_Aufgabe_: Gib aus der Liste nur die Zeilen Wort für Wort wieder, die mit der Zeile mit „Get the small green leaf.“ beginnen und bis einschließlich der Zeile mit „[499,616,678,777]“ reichen.

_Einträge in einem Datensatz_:
-------------------------

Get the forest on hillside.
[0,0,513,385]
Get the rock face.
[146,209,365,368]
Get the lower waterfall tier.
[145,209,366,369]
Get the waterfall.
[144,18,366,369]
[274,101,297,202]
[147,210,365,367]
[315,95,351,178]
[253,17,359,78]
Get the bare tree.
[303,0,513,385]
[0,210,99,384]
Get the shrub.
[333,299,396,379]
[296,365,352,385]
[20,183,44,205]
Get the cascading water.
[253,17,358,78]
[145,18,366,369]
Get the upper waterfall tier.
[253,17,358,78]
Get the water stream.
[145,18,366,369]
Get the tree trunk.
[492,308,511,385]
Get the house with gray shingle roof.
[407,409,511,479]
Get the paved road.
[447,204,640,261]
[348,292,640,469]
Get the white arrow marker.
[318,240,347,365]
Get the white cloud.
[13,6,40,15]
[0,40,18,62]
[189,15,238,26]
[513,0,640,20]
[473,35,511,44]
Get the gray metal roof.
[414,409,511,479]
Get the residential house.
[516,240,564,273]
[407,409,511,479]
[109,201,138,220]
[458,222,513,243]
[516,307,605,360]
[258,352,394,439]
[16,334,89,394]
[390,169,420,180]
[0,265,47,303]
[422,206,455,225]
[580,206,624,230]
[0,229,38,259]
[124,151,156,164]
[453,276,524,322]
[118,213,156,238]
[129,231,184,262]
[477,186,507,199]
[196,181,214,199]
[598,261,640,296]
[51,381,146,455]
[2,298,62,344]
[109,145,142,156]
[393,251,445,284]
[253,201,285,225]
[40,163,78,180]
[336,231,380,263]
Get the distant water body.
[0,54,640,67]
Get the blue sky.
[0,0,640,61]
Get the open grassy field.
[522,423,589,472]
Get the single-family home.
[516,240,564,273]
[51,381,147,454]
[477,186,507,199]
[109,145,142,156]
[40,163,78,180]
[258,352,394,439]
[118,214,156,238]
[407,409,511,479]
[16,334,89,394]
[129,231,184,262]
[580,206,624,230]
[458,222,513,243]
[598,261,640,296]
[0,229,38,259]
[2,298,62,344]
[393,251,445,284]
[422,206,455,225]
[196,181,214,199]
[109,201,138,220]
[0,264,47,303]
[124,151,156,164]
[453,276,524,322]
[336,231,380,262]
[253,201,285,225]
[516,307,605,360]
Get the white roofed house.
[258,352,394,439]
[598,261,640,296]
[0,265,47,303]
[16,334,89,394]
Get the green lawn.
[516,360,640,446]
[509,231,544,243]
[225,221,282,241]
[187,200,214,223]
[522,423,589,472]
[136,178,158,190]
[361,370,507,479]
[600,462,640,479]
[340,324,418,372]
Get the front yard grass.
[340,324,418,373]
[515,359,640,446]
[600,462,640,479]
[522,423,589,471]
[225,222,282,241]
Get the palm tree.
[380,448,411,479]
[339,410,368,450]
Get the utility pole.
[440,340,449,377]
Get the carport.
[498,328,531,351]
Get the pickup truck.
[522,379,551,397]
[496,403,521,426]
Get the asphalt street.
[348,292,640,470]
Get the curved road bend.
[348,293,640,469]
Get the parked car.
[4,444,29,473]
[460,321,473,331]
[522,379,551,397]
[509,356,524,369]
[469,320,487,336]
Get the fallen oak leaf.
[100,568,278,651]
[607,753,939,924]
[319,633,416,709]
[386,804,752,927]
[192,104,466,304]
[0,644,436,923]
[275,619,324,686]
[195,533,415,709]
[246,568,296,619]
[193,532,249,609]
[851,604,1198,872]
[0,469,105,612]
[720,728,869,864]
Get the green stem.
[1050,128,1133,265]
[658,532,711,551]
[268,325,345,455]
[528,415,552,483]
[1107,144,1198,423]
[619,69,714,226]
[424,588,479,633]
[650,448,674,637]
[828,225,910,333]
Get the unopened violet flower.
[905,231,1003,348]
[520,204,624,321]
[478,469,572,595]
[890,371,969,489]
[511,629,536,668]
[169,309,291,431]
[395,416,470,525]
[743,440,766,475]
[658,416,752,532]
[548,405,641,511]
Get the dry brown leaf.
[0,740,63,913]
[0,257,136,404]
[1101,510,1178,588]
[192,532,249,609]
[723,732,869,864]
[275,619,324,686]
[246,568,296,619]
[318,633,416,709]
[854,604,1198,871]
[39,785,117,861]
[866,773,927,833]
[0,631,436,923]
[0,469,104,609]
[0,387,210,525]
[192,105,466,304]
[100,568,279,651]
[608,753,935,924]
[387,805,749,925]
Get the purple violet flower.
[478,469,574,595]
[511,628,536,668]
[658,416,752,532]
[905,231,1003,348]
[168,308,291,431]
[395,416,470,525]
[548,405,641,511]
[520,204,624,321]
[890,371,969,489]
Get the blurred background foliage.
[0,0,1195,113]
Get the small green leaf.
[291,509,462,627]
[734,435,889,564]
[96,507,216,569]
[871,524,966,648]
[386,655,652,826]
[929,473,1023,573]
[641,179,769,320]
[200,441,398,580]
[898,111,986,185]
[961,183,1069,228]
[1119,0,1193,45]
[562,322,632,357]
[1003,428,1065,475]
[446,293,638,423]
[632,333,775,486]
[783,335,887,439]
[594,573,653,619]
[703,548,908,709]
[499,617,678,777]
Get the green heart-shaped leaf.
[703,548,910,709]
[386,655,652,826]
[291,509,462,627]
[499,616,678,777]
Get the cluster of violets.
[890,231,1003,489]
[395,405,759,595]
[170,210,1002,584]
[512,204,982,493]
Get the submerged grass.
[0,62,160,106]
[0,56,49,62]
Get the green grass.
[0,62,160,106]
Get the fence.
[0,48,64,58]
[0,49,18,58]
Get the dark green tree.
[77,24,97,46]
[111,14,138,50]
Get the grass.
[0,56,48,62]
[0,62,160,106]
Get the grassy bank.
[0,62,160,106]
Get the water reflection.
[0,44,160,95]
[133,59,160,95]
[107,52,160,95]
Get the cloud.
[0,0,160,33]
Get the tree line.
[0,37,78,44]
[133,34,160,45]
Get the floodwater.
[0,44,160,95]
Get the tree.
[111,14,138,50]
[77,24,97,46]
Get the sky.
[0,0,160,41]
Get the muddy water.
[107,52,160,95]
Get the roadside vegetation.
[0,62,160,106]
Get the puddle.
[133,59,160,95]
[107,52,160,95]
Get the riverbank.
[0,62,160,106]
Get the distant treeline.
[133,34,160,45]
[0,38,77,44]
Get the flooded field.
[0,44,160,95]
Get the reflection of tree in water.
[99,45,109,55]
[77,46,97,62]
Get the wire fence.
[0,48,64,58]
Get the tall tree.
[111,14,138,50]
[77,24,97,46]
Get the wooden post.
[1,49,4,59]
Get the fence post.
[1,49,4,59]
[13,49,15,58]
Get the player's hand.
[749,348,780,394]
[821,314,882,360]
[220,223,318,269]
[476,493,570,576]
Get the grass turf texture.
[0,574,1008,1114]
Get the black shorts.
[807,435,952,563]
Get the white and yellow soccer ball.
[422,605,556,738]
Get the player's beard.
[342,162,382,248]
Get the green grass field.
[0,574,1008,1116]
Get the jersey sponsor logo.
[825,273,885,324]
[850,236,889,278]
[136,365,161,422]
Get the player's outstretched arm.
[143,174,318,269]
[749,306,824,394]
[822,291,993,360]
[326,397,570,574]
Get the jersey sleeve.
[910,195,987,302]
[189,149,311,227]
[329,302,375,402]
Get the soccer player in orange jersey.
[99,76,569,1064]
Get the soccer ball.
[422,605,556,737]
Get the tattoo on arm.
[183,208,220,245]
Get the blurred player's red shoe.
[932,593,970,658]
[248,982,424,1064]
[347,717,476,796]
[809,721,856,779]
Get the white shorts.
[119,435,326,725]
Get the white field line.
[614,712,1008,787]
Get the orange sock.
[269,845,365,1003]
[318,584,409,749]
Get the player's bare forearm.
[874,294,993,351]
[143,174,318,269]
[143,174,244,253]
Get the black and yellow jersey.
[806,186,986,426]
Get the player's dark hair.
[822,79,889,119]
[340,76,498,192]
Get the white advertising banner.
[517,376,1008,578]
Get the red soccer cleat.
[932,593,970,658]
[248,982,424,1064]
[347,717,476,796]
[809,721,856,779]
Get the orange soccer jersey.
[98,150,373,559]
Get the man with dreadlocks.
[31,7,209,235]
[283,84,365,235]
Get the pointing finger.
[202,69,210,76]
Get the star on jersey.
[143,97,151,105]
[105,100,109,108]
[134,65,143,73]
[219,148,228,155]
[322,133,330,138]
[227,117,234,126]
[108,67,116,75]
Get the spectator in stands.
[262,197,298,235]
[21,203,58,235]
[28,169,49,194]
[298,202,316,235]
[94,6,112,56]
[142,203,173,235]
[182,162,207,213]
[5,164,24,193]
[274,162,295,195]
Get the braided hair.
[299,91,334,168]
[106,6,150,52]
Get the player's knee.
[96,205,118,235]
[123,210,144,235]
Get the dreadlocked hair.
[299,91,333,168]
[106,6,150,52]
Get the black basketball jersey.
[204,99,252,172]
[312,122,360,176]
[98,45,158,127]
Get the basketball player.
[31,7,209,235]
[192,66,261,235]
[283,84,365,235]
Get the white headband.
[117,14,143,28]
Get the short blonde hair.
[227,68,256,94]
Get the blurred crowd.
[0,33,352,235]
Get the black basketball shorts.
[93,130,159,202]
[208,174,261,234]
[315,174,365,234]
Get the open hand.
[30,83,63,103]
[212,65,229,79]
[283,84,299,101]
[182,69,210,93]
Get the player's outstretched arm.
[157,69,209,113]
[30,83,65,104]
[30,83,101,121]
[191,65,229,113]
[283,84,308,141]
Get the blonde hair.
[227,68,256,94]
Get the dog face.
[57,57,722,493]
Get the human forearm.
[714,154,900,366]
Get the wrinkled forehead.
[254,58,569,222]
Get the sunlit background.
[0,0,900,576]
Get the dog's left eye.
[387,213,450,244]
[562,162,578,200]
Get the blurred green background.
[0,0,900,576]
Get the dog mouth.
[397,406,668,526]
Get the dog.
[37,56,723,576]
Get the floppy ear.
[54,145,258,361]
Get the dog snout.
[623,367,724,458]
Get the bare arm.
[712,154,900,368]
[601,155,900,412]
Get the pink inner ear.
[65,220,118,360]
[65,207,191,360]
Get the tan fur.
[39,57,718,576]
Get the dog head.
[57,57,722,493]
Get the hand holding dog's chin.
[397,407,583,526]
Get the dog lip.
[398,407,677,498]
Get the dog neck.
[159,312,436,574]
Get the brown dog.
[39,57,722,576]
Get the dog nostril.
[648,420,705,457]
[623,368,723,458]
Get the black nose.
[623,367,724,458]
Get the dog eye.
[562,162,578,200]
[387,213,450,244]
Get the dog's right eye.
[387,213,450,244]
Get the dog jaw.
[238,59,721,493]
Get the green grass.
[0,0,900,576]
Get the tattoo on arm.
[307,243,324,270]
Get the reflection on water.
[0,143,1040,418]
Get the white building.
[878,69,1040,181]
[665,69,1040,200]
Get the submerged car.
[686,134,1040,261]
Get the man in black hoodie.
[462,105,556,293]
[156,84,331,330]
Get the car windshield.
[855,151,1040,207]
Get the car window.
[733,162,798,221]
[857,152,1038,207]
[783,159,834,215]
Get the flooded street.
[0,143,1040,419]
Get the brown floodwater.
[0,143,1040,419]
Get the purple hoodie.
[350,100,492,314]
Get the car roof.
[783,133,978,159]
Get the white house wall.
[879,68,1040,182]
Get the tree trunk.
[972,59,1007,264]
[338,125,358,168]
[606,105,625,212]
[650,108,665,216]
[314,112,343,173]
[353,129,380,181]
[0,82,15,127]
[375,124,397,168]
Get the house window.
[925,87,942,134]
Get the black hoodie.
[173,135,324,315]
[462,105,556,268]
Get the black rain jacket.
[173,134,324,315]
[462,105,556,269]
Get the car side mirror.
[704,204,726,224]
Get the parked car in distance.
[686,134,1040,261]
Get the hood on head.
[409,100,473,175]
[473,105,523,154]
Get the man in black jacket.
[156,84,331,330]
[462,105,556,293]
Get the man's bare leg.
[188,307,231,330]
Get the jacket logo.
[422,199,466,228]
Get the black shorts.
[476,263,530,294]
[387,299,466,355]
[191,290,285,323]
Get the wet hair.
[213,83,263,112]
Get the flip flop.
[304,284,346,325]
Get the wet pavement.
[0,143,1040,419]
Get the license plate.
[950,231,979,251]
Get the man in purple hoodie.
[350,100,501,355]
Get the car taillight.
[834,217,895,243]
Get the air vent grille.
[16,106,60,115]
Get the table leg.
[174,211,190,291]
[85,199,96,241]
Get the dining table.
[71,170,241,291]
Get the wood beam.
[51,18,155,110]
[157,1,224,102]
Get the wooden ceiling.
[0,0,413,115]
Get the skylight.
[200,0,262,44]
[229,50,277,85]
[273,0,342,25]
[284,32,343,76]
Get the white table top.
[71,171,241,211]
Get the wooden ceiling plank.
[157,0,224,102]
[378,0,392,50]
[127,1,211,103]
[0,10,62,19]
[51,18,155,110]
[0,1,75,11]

-------------------------

_Lösung_:
Get the small green leaf.
[291,509,462,627]
[734,435,889,564]
[96,507,216,569]
[871,524,966,648]
[386,655,652,826]
[929,473,1023,573]
[641,179,769,320]
[200,441,398,580]
[898,111,986,185]
[961,183,1069,228]
[1119,0,1193,45]
[562,322,632,357]
[1003,428,1065,475]
[446,293,638,423]
[632,333,775,486]
[783,335,887,439]
[594,573,653,619]
[703,548,908,709]
[499,617,678,777]
Get the green heart-shaped leaf.
[703,548,910,709]
[386,655,652,826]
[291,509,462,627]
[499,616,678,777]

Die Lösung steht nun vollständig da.